The persecution of Dioclesian began in the year of Christ 302, and lasted ten years in the Eastern Empire and two years in the Western. To this state of the Church the second Epistle, to the Church of Smyrna, agrees. I know, saith [2] Christ, thy works, and tribulation, and poverty, but thou art rich; and I know the blasphemy of them, which say they are Jews and are not, but are the synagogue of Satan. Fear none of those things which thou shalt suffer: Behold, the Devil shall call some of you into prison, that ye may be tried; and ye shall have tribulation ten days. Be thou faithful unto death, and I will give thee a crown of life. The tribulation of ten days can agree to no other persecution than that of Dioclesian, it being the only persecution which lasted ten years. By the blasphemy of them which say they are Jews and are not, but are the synagogue of Satan, I understand the Idolatry of the Nicolaitans, who falsly said they were Christians.
The Nicolaitans are complained of also in [3] the third Epistle, as men that held the doctrine of Balaam, who taught Balac to cast a stumbling-block before the children of Israel, to eat things sacrificed to Idols, and [4] to commit spiritual fornication. For Balaam taught the Moabites and Midianites to tempt and invite Israel by their women to commit fornication, and to feast with them at the sacrifices of their Gods. The Dragon therefore began now to come down among the inhabitants of the earth and sea.
The Nicolaitans are also complained of in the fourth Epistle, under the name of the woman Jezabel, who calleth herself a Prophetess, to teach and to seduce the servants of Christ to commit fornication, and to eat things sacrificed to Idols. The woman therefore began now to fly into the wilderness.
The reign of Constantine the great from the time of his conquering Licinius, was monarchical over the whole Roman Empire. Then the Empire became divided between the sons of Constantine: and afterwards it was again united under Constantius, by his victory over Magnentius. To the affairs of the Church in these three successive periods of time, the third, fourth, and fifth Epistles, that is, those to the Angels of the Churches in Pergamus, Thyatira, and Sardis, seem to relate. The next Emperor was Julian the Apostate.
In the sixth Epistle, [5] to the Angel of the Church in Philadelphia, Christ saith: Because in the reign of the heathen Emperor Julian, thou hast kept the word of my patience, I also will keep thee from the hour of temptation, which by the woman's flying into the wilderness, and the Dragon's making war with the remnant of her seed, and the killing of all who will not worship the Image of the Beast, shall come upon all the world, to try them that dwell upon the earth, and to distinguish them by sealing the one with the name of God in their foreheads, and marking the other with the mark of the Beast. Him that overcometh, I will make a pillar in the Temple of my God; and he shall go no more out of it. And I will write upon him the name of my God in his forehead. So the Christians of the Church of Philadelphia, as many of them as overcome, are sealed with the seal of God, and placed in the second Temple, and go no more out. The same is to be understood of the Church in Smyrna, which also kept the word of God's patience, and was without fault. These two Churches, with their posterity, are therefore the two Pillars, and the two Candlesticks, and the two Witnesses in the second Temple.

Extracted material:
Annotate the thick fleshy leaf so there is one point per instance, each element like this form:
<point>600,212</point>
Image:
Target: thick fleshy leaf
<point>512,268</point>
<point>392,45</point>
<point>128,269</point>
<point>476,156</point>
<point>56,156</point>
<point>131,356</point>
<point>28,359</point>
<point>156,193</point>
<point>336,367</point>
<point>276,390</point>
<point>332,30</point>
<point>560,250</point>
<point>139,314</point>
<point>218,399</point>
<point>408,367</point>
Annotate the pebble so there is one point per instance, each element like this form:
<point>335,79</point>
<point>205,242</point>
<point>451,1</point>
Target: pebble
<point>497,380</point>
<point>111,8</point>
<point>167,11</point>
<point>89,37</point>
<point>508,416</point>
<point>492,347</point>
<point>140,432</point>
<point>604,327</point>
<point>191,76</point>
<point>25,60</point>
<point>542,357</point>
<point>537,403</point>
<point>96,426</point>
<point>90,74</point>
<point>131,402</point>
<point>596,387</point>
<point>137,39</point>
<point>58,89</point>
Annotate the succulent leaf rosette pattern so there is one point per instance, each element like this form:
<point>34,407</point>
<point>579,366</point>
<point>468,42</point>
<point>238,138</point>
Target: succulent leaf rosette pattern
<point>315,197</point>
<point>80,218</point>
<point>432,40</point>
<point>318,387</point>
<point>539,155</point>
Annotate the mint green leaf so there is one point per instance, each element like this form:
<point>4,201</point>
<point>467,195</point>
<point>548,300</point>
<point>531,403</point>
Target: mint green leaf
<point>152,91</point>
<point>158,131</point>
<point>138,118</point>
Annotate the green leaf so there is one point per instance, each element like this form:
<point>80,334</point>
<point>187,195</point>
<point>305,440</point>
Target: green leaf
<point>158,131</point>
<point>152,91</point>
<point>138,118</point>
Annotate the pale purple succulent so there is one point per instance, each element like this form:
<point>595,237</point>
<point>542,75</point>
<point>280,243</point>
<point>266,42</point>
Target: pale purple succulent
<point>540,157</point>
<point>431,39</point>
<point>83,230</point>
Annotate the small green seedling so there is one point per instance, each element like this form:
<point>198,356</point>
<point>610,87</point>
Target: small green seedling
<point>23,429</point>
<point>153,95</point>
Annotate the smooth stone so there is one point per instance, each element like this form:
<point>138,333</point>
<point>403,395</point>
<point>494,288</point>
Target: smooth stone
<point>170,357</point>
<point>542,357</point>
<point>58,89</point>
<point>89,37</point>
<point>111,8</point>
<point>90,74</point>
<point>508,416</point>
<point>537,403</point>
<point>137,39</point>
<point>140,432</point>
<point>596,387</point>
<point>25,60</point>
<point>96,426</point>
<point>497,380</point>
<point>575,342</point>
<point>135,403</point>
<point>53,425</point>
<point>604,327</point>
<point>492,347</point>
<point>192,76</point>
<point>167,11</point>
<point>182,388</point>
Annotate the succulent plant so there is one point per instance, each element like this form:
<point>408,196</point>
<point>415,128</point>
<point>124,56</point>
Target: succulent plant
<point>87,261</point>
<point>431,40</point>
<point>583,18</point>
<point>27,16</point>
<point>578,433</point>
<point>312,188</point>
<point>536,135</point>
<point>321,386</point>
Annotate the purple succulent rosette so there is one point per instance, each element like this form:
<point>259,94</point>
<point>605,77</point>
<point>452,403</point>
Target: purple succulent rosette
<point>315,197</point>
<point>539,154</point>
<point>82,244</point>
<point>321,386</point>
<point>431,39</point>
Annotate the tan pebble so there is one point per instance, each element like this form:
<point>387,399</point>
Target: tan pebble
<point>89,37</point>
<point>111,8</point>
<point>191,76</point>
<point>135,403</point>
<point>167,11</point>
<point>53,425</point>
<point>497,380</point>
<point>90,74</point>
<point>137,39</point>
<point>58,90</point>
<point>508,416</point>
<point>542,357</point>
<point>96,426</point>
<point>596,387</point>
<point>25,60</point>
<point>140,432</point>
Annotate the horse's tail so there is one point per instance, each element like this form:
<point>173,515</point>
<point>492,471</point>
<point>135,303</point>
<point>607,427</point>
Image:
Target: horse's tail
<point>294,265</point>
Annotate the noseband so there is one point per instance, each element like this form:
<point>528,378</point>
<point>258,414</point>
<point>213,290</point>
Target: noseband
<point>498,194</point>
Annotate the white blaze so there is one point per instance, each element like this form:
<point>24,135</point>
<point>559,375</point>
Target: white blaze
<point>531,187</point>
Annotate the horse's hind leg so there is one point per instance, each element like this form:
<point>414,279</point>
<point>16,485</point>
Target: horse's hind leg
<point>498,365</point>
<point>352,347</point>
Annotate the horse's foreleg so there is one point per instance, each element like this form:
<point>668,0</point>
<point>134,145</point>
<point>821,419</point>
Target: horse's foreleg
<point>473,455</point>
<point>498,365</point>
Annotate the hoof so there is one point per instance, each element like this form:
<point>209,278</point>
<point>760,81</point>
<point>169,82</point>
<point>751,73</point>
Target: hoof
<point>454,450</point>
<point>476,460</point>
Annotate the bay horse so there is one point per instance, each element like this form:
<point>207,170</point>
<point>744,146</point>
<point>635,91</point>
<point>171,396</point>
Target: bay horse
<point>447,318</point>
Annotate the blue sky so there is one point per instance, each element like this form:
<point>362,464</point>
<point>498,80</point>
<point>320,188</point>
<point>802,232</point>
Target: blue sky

What the task requires: From the text on the Epistles to the Churches, write out the stretch from "The Nicolaitans are complained" through "into the wilderness." word for word.

Response to the exercise:
The Nicolaitans are complained of also in [3] the third Epistle, as men that held the doctrine of Balaam, who taught Balac to cast a stumbling-block before the children of Israel, to eat things sacrificed to Idols, and [4] to commit spiritual fornication. For Balaam taught the Moabites and Midianites to tempt and invite Israel by their women to commit fornication, and to feast with them at the sacrifices of their Gods. The Dragon therefore began now to come down among the inhabitants of the earth and sea.
The Nicolaitans are also complained of in the fourth Epistle, under the name of the woman Jezabel, who calleth herself a Prophetess, to teach and to seduce the servants of Christ to commit fornication, and to eat things sacrificed to Idols. The woman therefore began now to fly into the wilderness.